◆ TEXTO PARA LEER

• • • • • • •

LA CAÍDA DE DUNDEE. (XXVI). LA POSIBILIDAD DE UNA AVENTURA.

Podría haber sido una noche cualquiera en Dundee pero será su última. Lagasca se encuentra en la ciudad-cúpula para entregar unas mercancías cuando, repentinamente, el suelo empieza a temblar a sus pies. Los reactores de la plataforma de sujeción de la urbe empiezan a apagarse misteriosamente abocándola a una caía inminente. Pero ese será uno de los muchos problemas a los que tendrá que enfrentarse el piloto, además del encuentro con su expareja Lepanto, controladora jefe del Aeropuerto; al aire contaminado que va invadiendo rápidamente la ciudad dejando un paisaje desolador de muerte y destrucción; a la desaparición de su copiloto Voyage, visto por última vez en el Complejo Ocioso, lugar del epicentro de los extraños seísmos, y a las intrigas de los hombres del Convenio representados por el profesor Antónimus, que arde en deseos de conseguir una enigmática llave y una información secreta que puede salvar o condenar a la humanidad. ¡Y todo eso en una sola noche!

• • • • • • •

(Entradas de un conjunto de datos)
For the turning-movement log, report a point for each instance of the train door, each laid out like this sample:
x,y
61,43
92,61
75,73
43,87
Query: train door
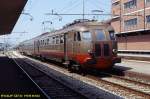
x,y
102,45
76,43
70,44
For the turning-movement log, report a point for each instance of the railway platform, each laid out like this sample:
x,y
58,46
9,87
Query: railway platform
x,y
131,56
134,68
14,82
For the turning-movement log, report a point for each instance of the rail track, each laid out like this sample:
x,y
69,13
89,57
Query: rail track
x,y
120,85
128,87
50,86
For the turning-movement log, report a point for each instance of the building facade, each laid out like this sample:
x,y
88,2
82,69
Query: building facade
x,y
131,21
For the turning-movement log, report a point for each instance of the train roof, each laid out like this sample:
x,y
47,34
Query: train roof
x,y
77,25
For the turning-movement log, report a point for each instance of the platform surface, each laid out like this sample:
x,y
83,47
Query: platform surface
x,y
13,81
135,66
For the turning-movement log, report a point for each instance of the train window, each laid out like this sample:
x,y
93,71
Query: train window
x,y
53,40
78,36
86,36
57,40
112,35
75,36
61,39
47,41
100,35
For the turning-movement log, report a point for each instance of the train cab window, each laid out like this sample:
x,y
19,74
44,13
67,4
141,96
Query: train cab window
x,y
100,35
57,40
77,36
86,36
53,40
61,39
112,35
47,41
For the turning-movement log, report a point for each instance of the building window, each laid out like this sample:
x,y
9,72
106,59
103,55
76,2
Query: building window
x,y
148,19
130,4
130,22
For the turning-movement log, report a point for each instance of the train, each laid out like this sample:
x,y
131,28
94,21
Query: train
x,y
78,45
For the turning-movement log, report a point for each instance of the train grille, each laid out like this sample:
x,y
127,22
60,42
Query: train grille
x,y
97,50
106,50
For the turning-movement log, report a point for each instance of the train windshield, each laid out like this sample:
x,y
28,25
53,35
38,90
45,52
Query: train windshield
x,y
86,36
100,35
112,35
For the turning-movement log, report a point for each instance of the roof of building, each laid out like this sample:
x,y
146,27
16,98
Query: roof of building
x,y
10,11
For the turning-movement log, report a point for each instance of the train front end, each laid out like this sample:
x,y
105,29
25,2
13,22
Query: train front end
x,y
103,53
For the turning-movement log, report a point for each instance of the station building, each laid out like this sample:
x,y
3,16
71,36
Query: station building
x,y
131,21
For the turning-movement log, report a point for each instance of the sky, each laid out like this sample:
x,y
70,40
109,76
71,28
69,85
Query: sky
x,y
29,26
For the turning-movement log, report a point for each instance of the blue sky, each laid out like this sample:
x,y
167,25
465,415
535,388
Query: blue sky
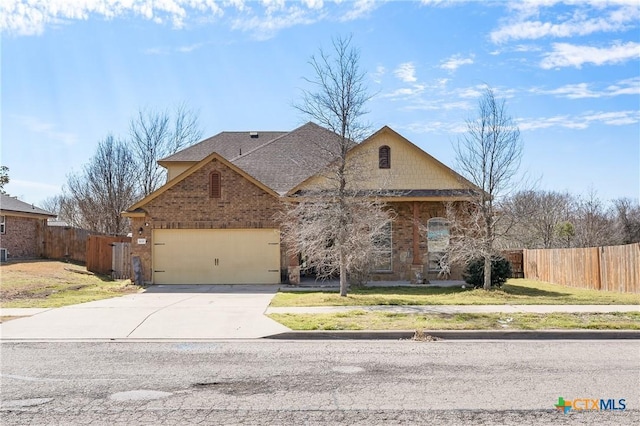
x,y
73,72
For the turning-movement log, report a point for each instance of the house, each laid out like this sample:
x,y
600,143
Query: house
x,y
21,229
214,221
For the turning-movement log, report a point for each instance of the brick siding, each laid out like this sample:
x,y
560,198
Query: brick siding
x,y
187,205
22,237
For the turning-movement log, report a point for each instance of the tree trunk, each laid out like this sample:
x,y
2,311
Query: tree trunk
x,y
343,274
487,272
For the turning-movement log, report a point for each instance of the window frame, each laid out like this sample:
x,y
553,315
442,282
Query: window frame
x,y
215,185
384,157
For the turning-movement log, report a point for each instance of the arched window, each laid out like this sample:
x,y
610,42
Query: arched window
x,y
384,157
215,185
437,244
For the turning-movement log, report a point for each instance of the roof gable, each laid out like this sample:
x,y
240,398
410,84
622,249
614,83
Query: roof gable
x,y
10,204
284,162
202,163
411,170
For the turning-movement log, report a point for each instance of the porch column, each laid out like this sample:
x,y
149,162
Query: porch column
x,y
294,270
416,264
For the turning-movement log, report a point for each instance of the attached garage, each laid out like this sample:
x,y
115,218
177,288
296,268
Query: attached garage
x,y
216,256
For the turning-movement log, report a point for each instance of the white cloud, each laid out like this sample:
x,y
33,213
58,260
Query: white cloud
x,y
570,55
168,50
455,62
439,127
406,72
629,86
21,18
378,74
470,92
48,130
583,121
265,27
405,92
579,23
360,9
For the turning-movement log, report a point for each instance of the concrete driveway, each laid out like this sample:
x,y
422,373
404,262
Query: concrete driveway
x,y
160,312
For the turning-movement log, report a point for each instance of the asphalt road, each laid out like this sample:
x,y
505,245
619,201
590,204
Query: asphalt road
x,y
316,382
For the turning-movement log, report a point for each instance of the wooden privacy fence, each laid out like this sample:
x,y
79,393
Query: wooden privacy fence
x,y
615,268
100,253
515,258
121,261
65,243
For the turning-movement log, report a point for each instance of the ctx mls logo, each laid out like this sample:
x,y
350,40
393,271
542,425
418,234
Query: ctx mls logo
x,y
590,404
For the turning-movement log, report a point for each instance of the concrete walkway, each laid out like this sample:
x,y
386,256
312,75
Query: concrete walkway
x,y
161,312
455,309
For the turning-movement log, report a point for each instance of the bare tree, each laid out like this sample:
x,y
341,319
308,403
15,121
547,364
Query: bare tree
x,y
158,134
95,197
593,222
488,155
536,216
4,178
337,228
627,220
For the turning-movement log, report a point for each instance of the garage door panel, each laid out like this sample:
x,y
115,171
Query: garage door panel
x,y
216,256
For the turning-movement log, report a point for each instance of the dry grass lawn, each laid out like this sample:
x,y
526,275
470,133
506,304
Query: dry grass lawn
x,y
50,284
514,292
361,320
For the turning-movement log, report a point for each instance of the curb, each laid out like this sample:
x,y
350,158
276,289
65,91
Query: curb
x,y
462,335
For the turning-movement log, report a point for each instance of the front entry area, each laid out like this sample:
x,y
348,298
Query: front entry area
x,y
216,256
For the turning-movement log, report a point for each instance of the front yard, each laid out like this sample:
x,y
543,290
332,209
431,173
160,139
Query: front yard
x,y
514,292
51,284
361,320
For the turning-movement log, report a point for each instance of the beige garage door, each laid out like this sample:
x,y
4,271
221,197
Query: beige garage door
x,y
216,256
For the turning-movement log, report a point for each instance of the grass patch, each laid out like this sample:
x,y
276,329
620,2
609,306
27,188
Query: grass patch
x,y
514,292
51,284
361,320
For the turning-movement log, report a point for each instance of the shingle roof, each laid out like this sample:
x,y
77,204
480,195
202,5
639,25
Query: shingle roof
x,y
280,160
227,144
288,160
11,204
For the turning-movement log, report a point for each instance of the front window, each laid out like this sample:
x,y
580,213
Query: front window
x,y
384,251
384,157
215,185
437,243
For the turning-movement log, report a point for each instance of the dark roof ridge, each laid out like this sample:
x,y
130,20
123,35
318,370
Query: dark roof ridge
x,y
212,139
10,203
275,139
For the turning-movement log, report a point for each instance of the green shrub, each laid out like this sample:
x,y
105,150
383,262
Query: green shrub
x,y
500,271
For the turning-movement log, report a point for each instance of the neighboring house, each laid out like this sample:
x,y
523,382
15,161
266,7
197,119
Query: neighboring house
x,y
21,229
214,221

• • • • • • •

Cita entero, palabra por palabra, el texto de más arriba sobre la caída de Dundee.

◆ RESULTADO DEL EJERCICIO
LA CAÍDA DE DUNDEE. (XXVI). LA POSIBILIDAD DE UNA AVENTURA.

Podría haber sido una noche cualquiera en Dundee pero será su última. Lagasca se encuentra en la ciudad-cúpula para entregar unas mercancías cuando, repentinamente, el suelo empieza a temblar a sus pies. Los reactores de la plataforma de sujeción de la urbe empiezan a apagarse misteriosamente abocándola a una caía inminente. Pero ese será uno de los muchos problemas a los que tendrá que enfrentarse el piloto, además del encuentro con su expareja Lepanto, controladora jefe del Aeropuerto; al aire contaminado que va invadiendo rápidamente la ciudad dejando un paisaje desolador de muerte y destrucción; a la desaparición de su copiloto Voyage, visto por última vez en el Complejo Ocioso, lugar del epicentro de los extraños seísmos, y a las intrigas de los hombres del Convenio representados por el profesor Antónimus, que arde en deseos de conseguir una enigmática llave y una información secreta que puede salvar o condenar a la humanidad. ¡Y todo eso en una sola noche!